Start of Block
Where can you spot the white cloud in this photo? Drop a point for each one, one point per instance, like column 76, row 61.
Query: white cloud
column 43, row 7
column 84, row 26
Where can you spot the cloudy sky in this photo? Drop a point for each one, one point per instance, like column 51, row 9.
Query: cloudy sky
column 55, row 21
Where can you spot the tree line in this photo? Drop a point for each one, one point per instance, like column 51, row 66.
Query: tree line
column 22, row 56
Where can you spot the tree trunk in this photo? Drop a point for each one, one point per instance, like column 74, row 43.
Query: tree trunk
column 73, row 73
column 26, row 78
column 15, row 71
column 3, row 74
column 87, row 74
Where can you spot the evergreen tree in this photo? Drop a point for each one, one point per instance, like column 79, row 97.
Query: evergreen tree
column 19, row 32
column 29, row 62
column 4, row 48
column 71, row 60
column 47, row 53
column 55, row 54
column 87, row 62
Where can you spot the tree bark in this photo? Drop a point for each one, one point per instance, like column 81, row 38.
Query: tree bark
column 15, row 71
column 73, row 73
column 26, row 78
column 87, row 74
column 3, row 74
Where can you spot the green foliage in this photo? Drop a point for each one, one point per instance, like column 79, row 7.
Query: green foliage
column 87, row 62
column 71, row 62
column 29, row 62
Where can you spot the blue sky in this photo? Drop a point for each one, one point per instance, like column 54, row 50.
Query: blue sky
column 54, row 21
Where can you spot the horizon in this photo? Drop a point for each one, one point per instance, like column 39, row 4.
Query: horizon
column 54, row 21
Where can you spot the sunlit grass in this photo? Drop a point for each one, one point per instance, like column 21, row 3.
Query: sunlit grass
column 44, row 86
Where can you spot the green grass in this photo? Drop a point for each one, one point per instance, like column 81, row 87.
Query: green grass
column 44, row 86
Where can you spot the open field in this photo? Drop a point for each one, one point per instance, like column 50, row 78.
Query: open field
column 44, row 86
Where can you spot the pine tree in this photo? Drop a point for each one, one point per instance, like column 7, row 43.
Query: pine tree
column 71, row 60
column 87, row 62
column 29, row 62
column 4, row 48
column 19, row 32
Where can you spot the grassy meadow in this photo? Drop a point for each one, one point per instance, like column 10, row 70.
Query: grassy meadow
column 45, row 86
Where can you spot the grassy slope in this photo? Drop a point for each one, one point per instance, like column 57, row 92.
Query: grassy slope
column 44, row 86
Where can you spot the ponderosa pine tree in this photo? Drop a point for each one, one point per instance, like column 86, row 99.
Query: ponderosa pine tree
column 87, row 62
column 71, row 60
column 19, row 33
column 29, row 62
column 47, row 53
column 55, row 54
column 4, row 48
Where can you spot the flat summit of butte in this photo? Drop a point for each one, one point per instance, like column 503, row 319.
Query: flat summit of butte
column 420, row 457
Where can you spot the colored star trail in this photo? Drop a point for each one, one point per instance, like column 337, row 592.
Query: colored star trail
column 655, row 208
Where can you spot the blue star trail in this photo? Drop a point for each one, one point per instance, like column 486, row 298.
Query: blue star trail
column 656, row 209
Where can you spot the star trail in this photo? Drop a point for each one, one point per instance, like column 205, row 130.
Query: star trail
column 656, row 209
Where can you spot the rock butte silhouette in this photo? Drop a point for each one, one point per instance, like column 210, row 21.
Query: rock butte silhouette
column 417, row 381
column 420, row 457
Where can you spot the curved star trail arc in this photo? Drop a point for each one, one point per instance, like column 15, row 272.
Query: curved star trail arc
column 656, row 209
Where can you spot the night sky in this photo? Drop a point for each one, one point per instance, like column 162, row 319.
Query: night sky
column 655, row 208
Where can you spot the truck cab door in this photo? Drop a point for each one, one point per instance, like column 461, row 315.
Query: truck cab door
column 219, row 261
End of Block
- **INSTRUCTIONS FOR THE TASK**
Repeat word for word every line from the start of the entries to the line holding "Where can you spot the tree trunk", inclusive, and nothing else.

- **YOUR RESPONSE**
Where can you spot the white cloud in this photo? Drop a point for each one, one point per instance, like column 76, row 61.
Query: white cloud
column 43, row 7
column 84, row 26
Where can you spot the cloudy sky in this photo? Drop a point for each one, one point per instance, like column 51, row 9.
Query: cloudy sky
column 55, row 21
Where can you spot the tree line in this photo? Drop a point for each one, one point per instance, like column 51, row 66.
Query: tree line
column 22, row 56
Where can you spot the tree trunk in this photo? Drop a point for each one, one point per instance, like column 74, row 43.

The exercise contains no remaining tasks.